→ Work to complete: What the task requires is each entry, restated exactly.

[Dataset entries]
§

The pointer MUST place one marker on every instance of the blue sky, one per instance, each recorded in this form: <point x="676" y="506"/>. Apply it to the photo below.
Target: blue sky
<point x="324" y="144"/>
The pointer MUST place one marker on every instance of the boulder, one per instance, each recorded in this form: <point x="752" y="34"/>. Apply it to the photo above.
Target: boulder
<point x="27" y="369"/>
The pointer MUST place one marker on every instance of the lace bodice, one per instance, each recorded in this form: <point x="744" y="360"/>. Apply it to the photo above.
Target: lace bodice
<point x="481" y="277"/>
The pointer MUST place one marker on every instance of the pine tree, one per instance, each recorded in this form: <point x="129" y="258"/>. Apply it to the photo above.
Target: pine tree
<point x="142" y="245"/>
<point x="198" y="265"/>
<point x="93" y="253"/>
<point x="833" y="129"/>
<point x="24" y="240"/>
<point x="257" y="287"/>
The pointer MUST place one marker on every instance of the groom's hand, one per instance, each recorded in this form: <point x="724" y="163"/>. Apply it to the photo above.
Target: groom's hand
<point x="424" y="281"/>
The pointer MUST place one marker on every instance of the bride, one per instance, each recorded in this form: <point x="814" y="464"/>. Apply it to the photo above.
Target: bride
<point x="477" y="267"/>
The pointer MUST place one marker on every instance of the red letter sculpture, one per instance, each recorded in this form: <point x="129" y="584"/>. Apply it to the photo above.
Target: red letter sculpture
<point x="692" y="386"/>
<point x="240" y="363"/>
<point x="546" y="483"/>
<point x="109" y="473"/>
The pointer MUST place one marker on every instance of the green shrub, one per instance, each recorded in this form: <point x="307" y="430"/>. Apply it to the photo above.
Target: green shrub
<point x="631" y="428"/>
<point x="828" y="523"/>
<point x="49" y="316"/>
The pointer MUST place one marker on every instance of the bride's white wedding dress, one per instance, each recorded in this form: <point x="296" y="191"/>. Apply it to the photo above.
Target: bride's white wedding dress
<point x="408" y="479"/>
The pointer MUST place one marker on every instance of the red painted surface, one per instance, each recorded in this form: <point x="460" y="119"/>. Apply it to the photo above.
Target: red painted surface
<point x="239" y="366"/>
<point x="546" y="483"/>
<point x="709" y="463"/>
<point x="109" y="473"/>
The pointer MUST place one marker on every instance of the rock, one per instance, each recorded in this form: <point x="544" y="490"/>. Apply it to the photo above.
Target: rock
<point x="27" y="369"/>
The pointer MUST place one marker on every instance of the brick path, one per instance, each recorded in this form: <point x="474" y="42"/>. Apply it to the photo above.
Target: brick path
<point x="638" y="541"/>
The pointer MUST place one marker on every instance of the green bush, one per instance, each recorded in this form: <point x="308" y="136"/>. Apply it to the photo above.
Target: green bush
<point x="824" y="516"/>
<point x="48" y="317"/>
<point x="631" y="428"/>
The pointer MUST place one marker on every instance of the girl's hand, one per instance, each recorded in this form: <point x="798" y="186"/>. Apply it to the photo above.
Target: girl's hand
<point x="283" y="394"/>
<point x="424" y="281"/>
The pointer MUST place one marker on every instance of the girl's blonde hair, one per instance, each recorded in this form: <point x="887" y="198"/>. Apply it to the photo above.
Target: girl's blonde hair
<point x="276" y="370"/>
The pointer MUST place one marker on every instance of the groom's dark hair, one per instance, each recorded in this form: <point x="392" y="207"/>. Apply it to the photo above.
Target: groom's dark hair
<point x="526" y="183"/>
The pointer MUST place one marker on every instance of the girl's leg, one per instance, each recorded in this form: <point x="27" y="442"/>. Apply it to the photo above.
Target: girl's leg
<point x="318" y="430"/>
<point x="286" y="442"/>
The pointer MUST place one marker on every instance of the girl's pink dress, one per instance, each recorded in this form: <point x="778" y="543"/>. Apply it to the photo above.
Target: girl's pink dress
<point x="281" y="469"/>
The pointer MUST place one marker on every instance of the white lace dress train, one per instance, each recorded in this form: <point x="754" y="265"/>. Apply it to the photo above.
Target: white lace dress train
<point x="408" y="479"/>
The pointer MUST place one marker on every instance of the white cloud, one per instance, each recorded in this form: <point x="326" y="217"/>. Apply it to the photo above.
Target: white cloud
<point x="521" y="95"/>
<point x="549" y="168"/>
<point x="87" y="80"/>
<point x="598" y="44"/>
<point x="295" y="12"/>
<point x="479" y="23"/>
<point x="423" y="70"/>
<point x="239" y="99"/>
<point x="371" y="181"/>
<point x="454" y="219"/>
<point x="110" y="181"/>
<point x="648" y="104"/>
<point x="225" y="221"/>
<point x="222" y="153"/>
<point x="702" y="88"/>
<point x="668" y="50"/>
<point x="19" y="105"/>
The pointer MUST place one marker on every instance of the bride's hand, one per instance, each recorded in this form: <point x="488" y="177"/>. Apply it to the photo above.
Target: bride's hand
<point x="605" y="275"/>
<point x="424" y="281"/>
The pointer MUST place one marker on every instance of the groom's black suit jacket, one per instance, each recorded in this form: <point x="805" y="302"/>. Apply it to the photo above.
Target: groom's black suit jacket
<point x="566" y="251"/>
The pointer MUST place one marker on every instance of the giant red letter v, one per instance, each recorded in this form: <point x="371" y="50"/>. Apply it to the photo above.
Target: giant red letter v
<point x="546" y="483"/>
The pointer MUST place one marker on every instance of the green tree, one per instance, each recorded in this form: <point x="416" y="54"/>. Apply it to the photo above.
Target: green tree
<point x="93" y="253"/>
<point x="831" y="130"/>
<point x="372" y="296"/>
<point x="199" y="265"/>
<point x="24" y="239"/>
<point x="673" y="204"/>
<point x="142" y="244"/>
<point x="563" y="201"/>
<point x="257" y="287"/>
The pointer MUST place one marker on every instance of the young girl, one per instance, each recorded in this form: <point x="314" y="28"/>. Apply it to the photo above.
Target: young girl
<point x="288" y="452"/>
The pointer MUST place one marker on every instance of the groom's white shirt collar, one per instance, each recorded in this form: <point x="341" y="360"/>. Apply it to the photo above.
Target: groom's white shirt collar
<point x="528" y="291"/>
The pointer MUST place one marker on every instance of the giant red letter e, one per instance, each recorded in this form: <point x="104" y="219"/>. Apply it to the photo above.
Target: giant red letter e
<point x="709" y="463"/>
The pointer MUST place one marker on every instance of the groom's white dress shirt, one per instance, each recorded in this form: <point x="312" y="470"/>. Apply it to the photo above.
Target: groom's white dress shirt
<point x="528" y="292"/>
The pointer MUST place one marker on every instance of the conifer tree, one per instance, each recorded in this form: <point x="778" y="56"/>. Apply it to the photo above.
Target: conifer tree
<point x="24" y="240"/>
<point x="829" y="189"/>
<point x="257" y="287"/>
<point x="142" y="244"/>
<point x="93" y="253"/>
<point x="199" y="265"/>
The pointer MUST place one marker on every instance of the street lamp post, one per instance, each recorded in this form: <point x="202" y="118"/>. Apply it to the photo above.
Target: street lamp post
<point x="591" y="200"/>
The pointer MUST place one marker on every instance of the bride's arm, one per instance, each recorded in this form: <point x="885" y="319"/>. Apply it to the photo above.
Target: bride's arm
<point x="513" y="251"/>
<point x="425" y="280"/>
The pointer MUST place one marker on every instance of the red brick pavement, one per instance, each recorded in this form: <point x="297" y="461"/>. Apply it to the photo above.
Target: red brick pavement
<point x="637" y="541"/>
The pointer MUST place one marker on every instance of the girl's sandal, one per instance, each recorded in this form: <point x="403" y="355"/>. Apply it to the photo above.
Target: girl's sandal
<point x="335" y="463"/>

§

→ Your solution:
The pointer MUST place one marker on every instance of the blue sky, one per instance, each recorded in this form: <point x="676" y="506"/>. Apply it to the photo below.
Target: blue sky
<point x="324" y="144"/>
The pointer MUST place one marker on every instance of the boulder, one per instance, each recorded in this form: <point x="752" y="34"/>. Apply it to the photo above.
Target: boulder
<point x="27" y="369"/>
The pointer MUST place one marker on every instance of the lace bodice, one per instance, each recorded in this form: <point x="744" y="360"/>. Apply it to the photo above.
Target: lace bodice
<point x="481" y="277"/>
The pointer MUST place one marker on every instance of the pine tree, one per instance, each recorded in this form: <point x="129" y="258"/>. Apply it to the photo above.
Target: pine tree
<point x="142" y="245"/>
<point x="198" y="265"/>
<point x="93" y="253"/>
<point x="833" y="129"/>
<point x="24" y="240"/>
<point x="257" y="287"/>
The pointer MUST place one marker on every instance of the groom's hand, one per instance, each recorded in this form: <point x="724" y="163"/>. Apply it to the photo above.
Target: groom's hand
<point x="424" y="281"/>
The pointer MUST place one marker on every instance of the bride, one per instance, each recorded in this form: <point x="814" y="464"/>. Apply it to the photo above.
Target: bride
<point x="477" y="267"/>
The pointer MUST place one marker on every instance of the red letter sculpture, one per instance, each recorded in this form: <point x="129" y="584"/>. Apply it to the photo above.
Target: red letter sculpture
<point x="692" y="386"/>
<point x="240" y="363"/>
<point x="546" y="483"/>
<point x="109" y="473"/>
The pointer MUST place one marker on every instance of the green shrub, one per instance, each recorded in this form: <point x="307" y="430"/>. Apply it to the photo above.
Target: green shrub
<point x="631" y="428"/>
<point x="828" y="523"/>
<point x="49" y="316"/>
The pointer MUST place one marker on every instance of the bride's white wedding dress, one per instance, each recorded in this form: <point x="296" y="191"/>. Apply it to the photo above.
Target: bride's white wedding dress
<point x="408" y="479"/>
The pointer MUST place one marker on every instance of the red painted surface, one per instance, each recorded in this form: <point x="460" y="119"/>. Apply it to the photo above.
Target: red painted surface
<point x="239" y="366"/>
<point x="546" y="483"/>
<point x="709" y="463"/>
<point x="109" y="473"/>
The pointer MUST place one marker on every instance of the rock, one per instance, each recorded in this form: <point x="544" y="490"/>. Apply it to the photo above.
Target: rock
<point x="27" y="369"/>
The pointer MUST place one marker on every instance of the brick path, one per instance, each recorded in this form: <point x="474" y="42"/>. Apply it to the photo above.
Target: brick path
<point x="638" y="541"/>
The pointer MUST place one marker on every instance of the green bush, one per instance, each recorded in this form: <point x="308" y="136"/>. Apply it to the photo above.
Target: green bush
<point x="824" y="516"/>
<point x="48" y="317"/>
<point x="631" y="428"/>
The pointer MUST place one marker on every instance of the girl's hand, one per instance, each recorded in this form: <point x="798" y="186"/>. Apply it to the photo above.
Target: girl's hand
<point x="283" y="394"/>
<point x="424" y="281"/>
The pointer MUST place one marker on every instance of the girl's blonde hair, one per instance, each recorded in this form: <point x="887" y="198"/>. Apply it to the photo above.
Target: girl's blonde hair
<point x="276" y="370"/>
The pointer MUST place one marker on every instance of the groom's dark hair, one per instance, each recorded in this form: <point x="392" y="207"/>. Apply it to the photo above.
Target: groom's dark hair
<point x="526" y="183"/>
The pointer MUST place one marker on every instance of the girl's leg, one per instance, each recorded in this form: <point x="27" y="442"/>. Apply it to the photo above.
Target: girl's leg
<point x="318" y="430"/>
<point x="286" y="442"/>
The pointer MUST place one marker on every instance of the girl's pink dress, one per instance, each recorded in this form: <point x="778" y="543"/>. Apply it to the photo above.
Target: girl's pink dress
<point x="281" y="469"/>
The pointer MUST place one marker on every instance of the white lace dress train, one per instance, each recorded in this form: <point x="754" y="265"/>. Apply it to the photo above.
Target: white lace dress train
<point x="408" y="479"/>
The pointer MUST place one marker on every instance of the white cloud, one per instance, each recorded in this form: <point x="326" y="217"/>. Apply it to the photo above.
Target: white cloud
<point x="521" y="95"/>
<point x="549" y="168"/>
<point x="87" y="80"/>
<point x="598" y="44"/>
<point x="295" y="12"/>
<point x="479" y="23"/>
<point x="423" y="70"/>
<point x="239" y="99"/>
<point x="371" y="181"/>
<point x="454" y="219"/>
<point x="110" y="181"/>
<point x="648" y="104"/>
<point x="225" y="221"/>
<point x="222" y="153"/>
<point x="702" y="88"/>
<point x="668" y="50"/>
<point x="19" y="105"/>
The pointer MUST place one marker on every instance of the bride's hand, one per instance, each recorded in this form: <point x="488" y="177"/>. Apply it to the photo above.
Target: bride's hand
<point x="605" y="275"/>
<point x="424" y="281"/>
The pointer MUST place one marker on every instance of the groom's black suit jacket, one per instance, each recorded in this form: <point x="805" y="302"/>. Apply it to the photo above.
Target: groom's black suit jacket
<point x="566" y="251"/>
The pointer MUST place one marker on every instance of the giant red letter v, one per instance, each recorded in this form: <point x="371" y="50"/>. Apply it to the photo above.
Target: giant red letter v
<point x="546" y="483"/>
The pointer MUST place one marker on every instance of the green tree, one per instance, each recorded in this form: <point x="416" y="54"/>. Apply it to the photo above.
Target: green tree
<point x="93" y="253"/>
<point x="831" y="130"/>
<point x="372" y="296"/>
<point x="199" y="265"/>
<point x="24" y="239"/>
<point x="673" y="204"/>
<point x="142" y="244"/>
<point x="563" y="201"/>
<point x="257" y="287"/>
The pointer MUST place one marker on every instance of the young girl, one per instance, each recorded in this form: <point x="314" y="28"/>. Apply it to the photo above.
Target: young girl
<point x="288" y="452"/>
The pointer MUST place one marker on every instance of the groom's white shirt collar, one per instance, each recorded in this form: <point x="341" y="360"/>. Apply it to the photo above.
Target: groom's white shirt collar
<point x="528" y="291"/>
The pointer MUST place one marker on every instance of the giant red letter e, one per instance, each recorded in this form: <point x="104" y="219"/>. Apply it to the photo above.
Target: giant red letter e
<point x="709" y="463"/>
The pointer MUST place one marker on every instance of the groom's white dress shirt, one per instance, each recorded in this form: <point x="312" y="470"/>. Apply it to the photo above.
Target: groom's white dress shirt
<point x="528" y="292"/>
The pointer MUST place one marker on every instance of the conifer tree, one per instance, each recorded in this form: <point x="778" y="56"/>. Apply it to the photo above.
Target: conifer tree
<point x="24" y="240"/>
<point x="829" y="189"/>
<point x="257" y="287"/>
<point x="142" y="244"/>
<point x="93" y="253"/>
<point x="199" y="265"/>
The pointer MUST place one marker on every instance of the street lamp post, one per instance, each recorded in this form: <point x="202" y="118"/>. Apply it to the photo above.
Target: street lamp post
<point x="591" y="200"/>
The pointer MUST place one marker on every instance of the bride's arm, one per instance, each recorded in this form: <point x="885" y="319"/>. Apply it to the photo above.
Target: bride's arm
<point x="513" y="251"/>
<point x="425" y="280"/>
The pointer MUST place one marker on every instance of the red brick pavement, one per instance, each recorded in this form: <point x="297" y="461"/>. Apply it to the photo above.
Target: red brick pavement
<point x="637" y="541"/>
The pointer MUST place one marker on every instance of the girl's sandal, one per instance, each recorded in this form: <point x="403" y="355"/>. Apply it to the photo above.
Target: girl's sandal
<point x="335" y="463"/>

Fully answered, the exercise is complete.